━━━ LISTED ENTRIES ━━━

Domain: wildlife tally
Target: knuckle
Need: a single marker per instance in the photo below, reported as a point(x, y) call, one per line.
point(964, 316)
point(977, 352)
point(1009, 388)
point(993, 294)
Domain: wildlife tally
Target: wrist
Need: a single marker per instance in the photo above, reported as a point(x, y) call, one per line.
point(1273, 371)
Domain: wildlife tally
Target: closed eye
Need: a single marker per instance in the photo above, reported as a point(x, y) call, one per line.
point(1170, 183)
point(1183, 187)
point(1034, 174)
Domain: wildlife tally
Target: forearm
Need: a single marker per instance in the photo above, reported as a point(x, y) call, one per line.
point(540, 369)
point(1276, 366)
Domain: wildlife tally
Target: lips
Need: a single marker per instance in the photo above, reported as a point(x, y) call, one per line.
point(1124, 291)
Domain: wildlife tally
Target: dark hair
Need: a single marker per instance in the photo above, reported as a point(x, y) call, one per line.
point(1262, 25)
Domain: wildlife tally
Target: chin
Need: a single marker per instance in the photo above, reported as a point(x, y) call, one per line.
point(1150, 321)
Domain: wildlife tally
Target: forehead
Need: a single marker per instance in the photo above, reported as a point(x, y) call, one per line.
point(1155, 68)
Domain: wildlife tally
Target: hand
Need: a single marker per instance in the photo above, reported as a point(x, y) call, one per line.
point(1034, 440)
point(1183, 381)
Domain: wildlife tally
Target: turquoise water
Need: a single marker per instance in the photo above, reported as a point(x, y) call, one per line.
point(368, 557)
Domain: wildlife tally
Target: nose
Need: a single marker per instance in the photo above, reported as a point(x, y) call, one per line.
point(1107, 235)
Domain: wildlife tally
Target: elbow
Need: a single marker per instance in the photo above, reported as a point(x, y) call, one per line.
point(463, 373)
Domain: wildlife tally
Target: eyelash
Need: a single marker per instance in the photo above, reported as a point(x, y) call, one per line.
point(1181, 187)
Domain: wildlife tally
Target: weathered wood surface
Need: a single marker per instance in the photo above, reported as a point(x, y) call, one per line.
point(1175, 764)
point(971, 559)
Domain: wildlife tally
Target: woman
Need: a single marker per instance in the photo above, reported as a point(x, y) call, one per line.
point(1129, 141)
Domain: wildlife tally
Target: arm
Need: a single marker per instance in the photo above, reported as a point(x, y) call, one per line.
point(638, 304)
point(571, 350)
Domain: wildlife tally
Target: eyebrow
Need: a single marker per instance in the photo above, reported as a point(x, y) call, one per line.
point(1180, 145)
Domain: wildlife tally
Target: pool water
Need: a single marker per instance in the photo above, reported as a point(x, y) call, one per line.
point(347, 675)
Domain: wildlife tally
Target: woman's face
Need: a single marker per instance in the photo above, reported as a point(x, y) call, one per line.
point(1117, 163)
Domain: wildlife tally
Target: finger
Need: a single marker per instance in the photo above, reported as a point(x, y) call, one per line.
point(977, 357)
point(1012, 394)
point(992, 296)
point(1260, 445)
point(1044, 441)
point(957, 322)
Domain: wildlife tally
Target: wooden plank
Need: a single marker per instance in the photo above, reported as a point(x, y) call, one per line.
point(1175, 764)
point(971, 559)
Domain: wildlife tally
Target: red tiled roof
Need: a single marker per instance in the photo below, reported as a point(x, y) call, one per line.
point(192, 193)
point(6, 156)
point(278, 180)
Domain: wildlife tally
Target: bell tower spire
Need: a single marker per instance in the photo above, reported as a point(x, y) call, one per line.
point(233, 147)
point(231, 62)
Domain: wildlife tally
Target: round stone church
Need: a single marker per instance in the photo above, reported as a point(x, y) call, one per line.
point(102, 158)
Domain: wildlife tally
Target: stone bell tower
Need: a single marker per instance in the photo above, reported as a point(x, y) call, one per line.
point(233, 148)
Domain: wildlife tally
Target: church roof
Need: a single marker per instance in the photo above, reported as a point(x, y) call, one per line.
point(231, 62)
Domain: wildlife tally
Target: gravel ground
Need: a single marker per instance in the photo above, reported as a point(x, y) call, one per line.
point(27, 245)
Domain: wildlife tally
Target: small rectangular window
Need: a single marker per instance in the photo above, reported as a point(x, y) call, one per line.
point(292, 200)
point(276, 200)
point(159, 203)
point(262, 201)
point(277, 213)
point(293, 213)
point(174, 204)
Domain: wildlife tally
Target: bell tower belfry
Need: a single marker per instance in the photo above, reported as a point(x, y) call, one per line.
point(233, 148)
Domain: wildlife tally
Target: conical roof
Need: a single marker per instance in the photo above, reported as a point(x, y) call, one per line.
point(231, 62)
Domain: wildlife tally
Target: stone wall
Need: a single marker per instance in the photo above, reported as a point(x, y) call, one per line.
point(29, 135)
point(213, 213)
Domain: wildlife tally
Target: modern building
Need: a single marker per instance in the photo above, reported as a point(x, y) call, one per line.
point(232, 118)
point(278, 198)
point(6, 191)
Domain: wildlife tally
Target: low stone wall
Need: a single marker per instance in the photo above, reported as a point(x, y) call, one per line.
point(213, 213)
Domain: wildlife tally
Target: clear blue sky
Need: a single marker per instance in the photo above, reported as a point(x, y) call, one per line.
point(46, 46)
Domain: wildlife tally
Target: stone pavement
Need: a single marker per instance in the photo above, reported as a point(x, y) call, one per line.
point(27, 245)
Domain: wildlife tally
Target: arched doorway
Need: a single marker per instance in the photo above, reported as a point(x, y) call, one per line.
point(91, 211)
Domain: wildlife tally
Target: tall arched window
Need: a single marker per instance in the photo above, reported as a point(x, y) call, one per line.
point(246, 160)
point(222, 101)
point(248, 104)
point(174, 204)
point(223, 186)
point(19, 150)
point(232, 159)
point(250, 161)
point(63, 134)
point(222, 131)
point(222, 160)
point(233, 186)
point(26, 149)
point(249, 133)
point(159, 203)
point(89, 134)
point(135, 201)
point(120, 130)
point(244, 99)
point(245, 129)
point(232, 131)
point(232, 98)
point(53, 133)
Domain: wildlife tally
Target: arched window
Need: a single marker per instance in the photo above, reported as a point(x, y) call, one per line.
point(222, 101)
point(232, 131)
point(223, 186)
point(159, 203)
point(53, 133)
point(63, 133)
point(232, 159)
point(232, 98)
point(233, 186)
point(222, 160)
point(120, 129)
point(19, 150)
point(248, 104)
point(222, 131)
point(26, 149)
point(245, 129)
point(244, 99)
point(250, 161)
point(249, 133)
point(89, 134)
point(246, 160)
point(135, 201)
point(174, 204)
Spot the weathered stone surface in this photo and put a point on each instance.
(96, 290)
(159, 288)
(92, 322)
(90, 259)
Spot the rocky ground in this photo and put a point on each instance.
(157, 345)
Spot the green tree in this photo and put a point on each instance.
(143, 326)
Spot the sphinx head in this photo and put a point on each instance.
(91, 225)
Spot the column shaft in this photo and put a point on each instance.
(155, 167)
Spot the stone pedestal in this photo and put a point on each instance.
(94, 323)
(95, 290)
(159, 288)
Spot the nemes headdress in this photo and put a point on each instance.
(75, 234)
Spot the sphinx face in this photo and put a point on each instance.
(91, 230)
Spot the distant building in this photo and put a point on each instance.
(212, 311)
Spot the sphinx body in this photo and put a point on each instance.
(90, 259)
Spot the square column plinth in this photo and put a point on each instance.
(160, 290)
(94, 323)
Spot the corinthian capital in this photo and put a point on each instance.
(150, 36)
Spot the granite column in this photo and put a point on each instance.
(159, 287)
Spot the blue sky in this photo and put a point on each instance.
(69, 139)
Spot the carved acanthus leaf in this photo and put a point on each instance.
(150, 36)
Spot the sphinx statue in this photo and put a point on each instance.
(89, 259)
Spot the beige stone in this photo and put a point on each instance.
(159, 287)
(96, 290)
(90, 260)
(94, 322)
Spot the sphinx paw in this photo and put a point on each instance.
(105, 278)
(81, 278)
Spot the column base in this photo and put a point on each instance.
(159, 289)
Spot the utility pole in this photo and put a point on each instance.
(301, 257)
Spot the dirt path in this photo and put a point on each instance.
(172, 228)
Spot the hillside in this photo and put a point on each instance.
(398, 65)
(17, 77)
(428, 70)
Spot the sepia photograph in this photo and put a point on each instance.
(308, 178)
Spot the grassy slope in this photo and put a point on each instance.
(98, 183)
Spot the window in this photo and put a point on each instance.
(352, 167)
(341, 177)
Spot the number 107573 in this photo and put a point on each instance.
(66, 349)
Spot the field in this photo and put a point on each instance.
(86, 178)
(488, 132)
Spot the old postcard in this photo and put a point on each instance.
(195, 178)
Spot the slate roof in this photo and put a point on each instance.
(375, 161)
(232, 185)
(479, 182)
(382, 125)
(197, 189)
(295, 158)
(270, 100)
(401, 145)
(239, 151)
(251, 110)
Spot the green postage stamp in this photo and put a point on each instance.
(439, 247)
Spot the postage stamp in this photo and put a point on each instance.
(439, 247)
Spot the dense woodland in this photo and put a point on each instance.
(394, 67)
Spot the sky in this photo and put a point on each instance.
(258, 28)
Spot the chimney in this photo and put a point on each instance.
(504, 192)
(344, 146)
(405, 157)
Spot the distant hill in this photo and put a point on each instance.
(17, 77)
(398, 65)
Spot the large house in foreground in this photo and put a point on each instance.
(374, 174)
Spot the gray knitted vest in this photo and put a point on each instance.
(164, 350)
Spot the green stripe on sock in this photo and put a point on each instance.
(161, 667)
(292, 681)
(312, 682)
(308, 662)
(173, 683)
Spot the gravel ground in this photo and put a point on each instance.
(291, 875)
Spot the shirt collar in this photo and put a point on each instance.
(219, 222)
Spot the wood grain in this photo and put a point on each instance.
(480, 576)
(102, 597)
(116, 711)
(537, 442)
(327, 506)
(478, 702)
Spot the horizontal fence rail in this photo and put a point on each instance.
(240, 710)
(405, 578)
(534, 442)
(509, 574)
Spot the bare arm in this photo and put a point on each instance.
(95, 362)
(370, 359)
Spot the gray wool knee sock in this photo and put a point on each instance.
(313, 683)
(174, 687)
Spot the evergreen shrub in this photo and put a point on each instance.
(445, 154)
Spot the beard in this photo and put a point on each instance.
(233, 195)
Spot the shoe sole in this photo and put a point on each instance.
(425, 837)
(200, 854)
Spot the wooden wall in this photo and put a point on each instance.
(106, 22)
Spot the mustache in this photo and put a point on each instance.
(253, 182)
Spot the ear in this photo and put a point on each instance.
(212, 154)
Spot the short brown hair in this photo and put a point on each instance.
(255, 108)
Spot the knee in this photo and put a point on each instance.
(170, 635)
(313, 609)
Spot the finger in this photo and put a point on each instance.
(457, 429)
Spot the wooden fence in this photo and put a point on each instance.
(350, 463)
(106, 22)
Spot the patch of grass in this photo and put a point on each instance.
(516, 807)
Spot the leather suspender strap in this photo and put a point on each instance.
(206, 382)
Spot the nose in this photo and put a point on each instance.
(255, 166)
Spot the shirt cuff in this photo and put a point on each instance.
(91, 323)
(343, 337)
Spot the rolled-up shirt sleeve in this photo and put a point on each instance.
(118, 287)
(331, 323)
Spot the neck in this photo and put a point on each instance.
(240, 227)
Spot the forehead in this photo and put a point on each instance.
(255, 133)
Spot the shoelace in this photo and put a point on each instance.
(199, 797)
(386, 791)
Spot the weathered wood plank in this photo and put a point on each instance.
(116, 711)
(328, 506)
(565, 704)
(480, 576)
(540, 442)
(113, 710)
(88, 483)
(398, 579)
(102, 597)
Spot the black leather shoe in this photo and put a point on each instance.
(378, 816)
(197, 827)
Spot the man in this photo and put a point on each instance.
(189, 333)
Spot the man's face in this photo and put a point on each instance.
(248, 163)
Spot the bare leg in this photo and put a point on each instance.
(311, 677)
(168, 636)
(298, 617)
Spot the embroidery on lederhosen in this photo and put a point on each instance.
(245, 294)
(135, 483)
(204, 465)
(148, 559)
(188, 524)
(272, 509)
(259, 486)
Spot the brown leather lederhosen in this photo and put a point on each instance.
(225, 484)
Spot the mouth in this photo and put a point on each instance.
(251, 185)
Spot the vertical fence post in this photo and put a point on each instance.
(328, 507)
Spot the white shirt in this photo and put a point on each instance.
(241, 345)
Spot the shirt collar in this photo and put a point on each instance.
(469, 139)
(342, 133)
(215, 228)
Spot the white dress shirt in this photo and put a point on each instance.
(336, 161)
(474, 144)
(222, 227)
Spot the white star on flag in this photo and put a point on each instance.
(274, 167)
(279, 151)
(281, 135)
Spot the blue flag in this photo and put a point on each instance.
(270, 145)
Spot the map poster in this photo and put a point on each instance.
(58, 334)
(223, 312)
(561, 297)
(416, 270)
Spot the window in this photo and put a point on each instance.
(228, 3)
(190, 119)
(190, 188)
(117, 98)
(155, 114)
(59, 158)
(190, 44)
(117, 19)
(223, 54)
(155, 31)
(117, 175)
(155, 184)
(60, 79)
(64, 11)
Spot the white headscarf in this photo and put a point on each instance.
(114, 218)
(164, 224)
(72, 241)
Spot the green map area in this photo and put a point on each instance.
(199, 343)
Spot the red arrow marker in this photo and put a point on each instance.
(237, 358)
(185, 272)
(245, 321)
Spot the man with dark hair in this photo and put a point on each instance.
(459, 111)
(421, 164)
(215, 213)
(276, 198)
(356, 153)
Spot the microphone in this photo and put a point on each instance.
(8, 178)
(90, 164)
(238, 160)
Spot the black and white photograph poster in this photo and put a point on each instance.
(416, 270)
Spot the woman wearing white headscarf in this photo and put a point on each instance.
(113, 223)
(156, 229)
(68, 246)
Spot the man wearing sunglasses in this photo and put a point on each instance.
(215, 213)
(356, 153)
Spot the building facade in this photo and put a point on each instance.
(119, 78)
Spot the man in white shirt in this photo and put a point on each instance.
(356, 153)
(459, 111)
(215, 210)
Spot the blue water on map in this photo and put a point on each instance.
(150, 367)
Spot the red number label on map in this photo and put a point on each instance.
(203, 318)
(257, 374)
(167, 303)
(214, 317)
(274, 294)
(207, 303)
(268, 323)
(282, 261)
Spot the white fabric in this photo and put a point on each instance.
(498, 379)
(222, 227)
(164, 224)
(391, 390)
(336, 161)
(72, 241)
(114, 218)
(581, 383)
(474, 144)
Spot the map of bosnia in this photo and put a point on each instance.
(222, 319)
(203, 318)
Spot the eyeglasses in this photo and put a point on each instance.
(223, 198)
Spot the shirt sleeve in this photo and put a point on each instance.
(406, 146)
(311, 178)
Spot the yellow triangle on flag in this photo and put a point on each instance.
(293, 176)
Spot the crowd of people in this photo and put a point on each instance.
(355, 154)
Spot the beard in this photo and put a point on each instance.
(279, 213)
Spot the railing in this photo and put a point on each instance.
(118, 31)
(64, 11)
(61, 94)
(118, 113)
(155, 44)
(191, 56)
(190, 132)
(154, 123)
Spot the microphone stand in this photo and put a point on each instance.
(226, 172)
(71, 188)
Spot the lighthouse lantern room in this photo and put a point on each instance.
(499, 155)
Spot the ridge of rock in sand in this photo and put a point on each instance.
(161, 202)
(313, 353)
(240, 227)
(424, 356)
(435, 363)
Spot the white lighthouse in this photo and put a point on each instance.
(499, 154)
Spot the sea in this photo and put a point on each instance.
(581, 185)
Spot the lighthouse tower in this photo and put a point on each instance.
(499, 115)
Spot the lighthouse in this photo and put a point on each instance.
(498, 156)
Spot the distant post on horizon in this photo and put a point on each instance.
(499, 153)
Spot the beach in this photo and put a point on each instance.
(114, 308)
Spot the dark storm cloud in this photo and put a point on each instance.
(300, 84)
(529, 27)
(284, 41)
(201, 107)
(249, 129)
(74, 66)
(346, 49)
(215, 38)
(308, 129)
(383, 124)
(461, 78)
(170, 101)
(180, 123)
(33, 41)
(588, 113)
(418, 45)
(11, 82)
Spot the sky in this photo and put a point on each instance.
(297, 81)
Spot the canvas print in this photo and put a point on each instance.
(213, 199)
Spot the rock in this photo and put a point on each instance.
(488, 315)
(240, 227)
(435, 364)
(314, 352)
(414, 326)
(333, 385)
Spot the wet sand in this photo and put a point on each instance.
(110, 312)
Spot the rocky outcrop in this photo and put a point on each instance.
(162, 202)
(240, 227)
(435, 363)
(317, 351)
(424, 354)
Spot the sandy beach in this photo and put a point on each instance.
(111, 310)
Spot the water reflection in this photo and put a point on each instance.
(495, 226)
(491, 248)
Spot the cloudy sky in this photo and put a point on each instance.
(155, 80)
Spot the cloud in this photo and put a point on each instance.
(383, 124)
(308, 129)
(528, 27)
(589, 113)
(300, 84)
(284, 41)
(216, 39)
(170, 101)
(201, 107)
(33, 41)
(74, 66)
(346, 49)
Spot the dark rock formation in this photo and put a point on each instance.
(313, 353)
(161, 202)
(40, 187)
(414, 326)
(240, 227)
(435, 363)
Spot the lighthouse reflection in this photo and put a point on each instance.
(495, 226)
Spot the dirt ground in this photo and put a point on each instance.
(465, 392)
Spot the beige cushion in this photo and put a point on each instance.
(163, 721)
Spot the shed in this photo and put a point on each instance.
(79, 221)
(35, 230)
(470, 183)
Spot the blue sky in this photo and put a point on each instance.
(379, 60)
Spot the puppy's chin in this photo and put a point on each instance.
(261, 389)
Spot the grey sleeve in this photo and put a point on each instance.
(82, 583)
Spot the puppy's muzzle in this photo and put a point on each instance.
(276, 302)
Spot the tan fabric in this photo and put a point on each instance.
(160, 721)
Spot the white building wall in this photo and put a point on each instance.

━━━

Whenever a line of the material above contains the string "arched", copy that line out.

Target: arched doorway
Target: tall arched window
Target: arched window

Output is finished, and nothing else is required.